Coordinate labeling data:

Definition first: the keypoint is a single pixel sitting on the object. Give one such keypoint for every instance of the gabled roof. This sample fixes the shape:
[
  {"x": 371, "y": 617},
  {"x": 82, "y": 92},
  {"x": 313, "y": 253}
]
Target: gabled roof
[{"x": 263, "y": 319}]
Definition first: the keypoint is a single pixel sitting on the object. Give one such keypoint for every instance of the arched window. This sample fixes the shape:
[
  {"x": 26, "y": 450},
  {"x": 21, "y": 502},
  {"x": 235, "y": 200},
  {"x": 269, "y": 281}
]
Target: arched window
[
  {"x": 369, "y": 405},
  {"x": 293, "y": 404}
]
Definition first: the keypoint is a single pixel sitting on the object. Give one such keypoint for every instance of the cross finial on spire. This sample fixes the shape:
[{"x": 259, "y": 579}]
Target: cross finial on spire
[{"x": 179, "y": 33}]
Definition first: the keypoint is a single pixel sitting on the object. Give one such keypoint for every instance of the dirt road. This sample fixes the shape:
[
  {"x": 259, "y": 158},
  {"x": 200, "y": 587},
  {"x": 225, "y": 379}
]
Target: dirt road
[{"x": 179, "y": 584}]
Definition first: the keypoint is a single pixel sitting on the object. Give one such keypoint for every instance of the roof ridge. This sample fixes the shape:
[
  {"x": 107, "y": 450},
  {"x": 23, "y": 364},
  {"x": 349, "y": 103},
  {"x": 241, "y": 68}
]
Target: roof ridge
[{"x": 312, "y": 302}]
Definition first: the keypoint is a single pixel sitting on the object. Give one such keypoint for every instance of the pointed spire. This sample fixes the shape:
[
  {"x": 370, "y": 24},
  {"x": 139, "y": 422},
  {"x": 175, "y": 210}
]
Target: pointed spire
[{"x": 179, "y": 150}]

- [JOB]: Write out the lines above again, requests included, beginning at the line that contains "of the roof" and ending after the last line. Scale every coordinate in the answers by 1.35 and round to whole numbers, with halves rounded up, and leave the requests and their sample coordinates unchanged.

- [RESPONSE]:
Definition first: the keypoint is a single pixel sitting on the object. Give one such keypoint for every instance of the roof ridge. This sample fixes the shape:
[
  {"x": 107, "y": 450},
  {"x": 23, "y": 364},
  {"x": 349, "y": 103},
  {"x": 241, "y": 68}
]
Target: roof ridge
[{"x": 421, "y": 408}]
Definition first: the keypoint is a single pixel sitting on the object. Give one such keypoint for every instance of the pointed spire. This sample fixes the shape:
[
  {"x": 370, "y": 24},
  {"x": 139, "y": 422},
  {"x": 175, "y": 210}
]
Target: pointed spire
[{"x": 242, "y": 203}]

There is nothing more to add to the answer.